- [Quoted text]
13th May 2021

Book in Focus

1478, a Year in Leonardo da Vinci’s Career

By Edoardo Villata

The last few years have been characterised by a new and deeper interest in Leonardo da Vinci’s youth and early work. On this subject, we can recall the publications by David Alan Brown (Leonardo da Vinci. Origins of a Genius, 1998), Larry J. Feinberg (The Young Leonardo. Art and Life in Fifteenth-Century Florence, 2011) and Laurence Kanter (Leonardo da Vinci. Discoveries from Verrocchio’s Studio, 2018), as well as Pietro C. Marani (Leonardo da Vinci. The Complete Paintings, 1999) and Carmen Bambach (Leonardo da Vinci Rediscovered, 2019), in which Leonardo’s early works were given a highly prominent position. Moreover, the restoration of works such as the Annunciation, the Baptism of Christ, the Adoration of the Kings (at the Uffizi Gallery, Florence), and the Madonna with the Carnation (at the Alte Pinakothek, Munich), led to a significant re-evaluation of Leonardo's education and training, as well as his achievement of artistic maturity. 

Furthermore, the 500th anniversary of Leonardo’s death in 2019 produced a wealth of new publications, conferences, and exhibitions. Among them, three exhibitions in particular are worthy of special attention: an exhibition held at the Louvre and two shows dedicated to Leonardo’s master, Andrea del Verrocchio, held at Palazzo Strozzi, Florence, and the National Gallery of Art, Washington, curated by Vincent Delieuvin and Louis Frank, Francesco Caglioti and Andrea De Marchi, and Andrew Butterfield respectively.

Such an abundance of studies presents every scholar with a large number of discoveries, technical data, and new interpretations. I wrote a general monograph on Leonardo in 2015, and his early period seemed to me to be the most in need of a substantial improvement, if not a complete reconsideration. This is a shortcoming that I tried to rectify when writing this book, which is not an encyclopaedic treatise or a definitive monograph on the subject (also because I am aware that writing a ‘definitive monograph’ is not something that can actually be achieved), but instead is only an interpretative essay. I used a folio preserved at the Uffizi Gabinetto Disegni e Stampe (f. 446 E) as a starting point and, in a sense, as a guide for my argument throughout the entire book. On this sheet, Leonardo began writing the header of a letter addressed to a friend (or a money broker?) in Pistoia; he also sketched some machines and two masculine heads, and annotated the beginning of two paintings representing the Virgin Mary: “[…]ber 1478 I began the two Virgin Mary”.

- [Required task] Rewrite the piece on Leonardo's early work starting with "Furthermore, the 500th" and going on through "Andrew Butterfield respectively.", swapping "anniversary" for "commemoration".

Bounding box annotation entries
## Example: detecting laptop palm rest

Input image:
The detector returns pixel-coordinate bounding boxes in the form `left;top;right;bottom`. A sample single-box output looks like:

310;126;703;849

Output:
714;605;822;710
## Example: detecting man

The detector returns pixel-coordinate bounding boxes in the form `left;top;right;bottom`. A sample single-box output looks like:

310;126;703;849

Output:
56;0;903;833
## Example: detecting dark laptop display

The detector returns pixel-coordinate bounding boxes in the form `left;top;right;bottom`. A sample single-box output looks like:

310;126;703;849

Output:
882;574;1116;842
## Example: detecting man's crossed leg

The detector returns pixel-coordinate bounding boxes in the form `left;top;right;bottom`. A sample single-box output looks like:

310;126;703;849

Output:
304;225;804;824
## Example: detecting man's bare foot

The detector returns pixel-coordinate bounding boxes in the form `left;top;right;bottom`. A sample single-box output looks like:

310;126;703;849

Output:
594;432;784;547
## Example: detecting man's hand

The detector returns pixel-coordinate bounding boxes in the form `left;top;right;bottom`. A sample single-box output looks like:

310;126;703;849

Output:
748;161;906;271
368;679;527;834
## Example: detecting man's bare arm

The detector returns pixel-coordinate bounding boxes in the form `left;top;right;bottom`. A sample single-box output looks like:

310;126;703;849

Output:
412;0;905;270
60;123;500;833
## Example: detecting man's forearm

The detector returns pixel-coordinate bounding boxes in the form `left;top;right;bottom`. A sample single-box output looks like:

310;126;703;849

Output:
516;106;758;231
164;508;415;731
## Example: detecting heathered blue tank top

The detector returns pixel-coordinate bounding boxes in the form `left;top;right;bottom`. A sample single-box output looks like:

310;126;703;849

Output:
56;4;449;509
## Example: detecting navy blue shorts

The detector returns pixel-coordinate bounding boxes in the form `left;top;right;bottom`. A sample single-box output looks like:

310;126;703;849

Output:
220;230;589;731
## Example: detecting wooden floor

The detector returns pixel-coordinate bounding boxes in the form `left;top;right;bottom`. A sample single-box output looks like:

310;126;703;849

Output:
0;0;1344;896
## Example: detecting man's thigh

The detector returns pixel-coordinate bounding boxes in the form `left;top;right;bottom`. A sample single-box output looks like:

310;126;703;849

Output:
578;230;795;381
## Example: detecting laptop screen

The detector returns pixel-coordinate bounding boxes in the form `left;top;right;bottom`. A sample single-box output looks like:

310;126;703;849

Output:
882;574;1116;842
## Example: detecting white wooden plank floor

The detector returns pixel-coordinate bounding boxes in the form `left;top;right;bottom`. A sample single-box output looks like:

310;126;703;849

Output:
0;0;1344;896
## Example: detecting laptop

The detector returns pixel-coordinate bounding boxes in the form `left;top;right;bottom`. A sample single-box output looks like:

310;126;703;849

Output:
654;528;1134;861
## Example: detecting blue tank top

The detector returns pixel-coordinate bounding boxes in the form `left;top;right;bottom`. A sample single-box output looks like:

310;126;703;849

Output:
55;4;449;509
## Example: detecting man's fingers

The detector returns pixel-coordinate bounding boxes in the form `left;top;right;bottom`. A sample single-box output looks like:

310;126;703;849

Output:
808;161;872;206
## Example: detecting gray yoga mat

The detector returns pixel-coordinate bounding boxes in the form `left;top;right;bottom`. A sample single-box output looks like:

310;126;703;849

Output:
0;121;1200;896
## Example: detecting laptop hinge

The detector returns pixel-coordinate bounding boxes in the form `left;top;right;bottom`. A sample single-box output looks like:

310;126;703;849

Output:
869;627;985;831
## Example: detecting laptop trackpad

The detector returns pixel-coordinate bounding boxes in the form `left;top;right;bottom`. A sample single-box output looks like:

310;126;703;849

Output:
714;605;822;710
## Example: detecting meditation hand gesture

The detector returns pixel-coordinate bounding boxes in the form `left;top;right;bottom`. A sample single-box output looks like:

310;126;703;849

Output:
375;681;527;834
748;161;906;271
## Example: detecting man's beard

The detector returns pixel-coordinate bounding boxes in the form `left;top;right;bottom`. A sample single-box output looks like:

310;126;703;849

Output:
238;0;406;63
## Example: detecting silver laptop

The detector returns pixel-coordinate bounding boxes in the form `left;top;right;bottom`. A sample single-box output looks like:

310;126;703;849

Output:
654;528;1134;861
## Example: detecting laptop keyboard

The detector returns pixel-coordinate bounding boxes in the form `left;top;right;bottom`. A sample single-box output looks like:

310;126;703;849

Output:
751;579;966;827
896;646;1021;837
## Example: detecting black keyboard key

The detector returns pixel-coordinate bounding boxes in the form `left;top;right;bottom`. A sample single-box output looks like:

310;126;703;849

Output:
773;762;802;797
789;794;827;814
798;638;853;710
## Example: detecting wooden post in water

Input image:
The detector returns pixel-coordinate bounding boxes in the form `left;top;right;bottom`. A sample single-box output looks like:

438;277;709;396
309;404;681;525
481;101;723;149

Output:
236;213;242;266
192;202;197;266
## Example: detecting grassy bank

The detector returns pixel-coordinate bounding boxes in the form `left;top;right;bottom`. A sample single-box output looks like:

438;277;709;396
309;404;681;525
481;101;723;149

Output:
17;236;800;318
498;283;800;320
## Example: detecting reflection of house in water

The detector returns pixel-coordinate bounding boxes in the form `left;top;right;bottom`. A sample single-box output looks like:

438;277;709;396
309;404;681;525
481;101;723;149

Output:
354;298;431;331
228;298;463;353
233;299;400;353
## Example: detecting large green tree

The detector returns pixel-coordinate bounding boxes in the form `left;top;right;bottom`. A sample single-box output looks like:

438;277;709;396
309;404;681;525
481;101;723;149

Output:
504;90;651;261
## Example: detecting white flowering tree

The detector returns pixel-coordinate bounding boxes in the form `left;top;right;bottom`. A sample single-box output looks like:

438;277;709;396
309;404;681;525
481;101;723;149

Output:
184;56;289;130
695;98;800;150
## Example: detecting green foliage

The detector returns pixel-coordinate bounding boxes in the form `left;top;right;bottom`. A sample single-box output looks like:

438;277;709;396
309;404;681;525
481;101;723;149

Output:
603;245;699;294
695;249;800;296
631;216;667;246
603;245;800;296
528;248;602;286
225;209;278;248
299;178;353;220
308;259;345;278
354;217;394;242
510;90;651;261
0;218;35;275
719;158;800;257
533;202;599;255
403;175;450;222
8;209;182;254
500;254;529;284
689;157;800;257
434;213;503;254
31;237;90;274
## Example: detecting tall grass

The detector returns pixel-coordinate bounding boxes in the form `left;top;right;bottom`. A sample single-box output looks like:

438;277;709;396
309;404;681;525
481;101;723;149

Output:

- [Output]
Furthermore, the 500th commemoration of Leonardo’s death in 2019 produced a wealth of new publications, conferences, and exhibitions. Among them, three exhibitions in particular are worthy of special attention: an exhibition held at the Louvre and two shows dedicated to Leonardo’s master, Andrea del Verrocchio, held at Palazzo Strozzi, Florence, and the National Gallery of Art, Washington, curated by Vincent Delieuvin and Louis Frank, Francesco Caglioti and Andrea De Marchi, and Andrew Butterfield respectively.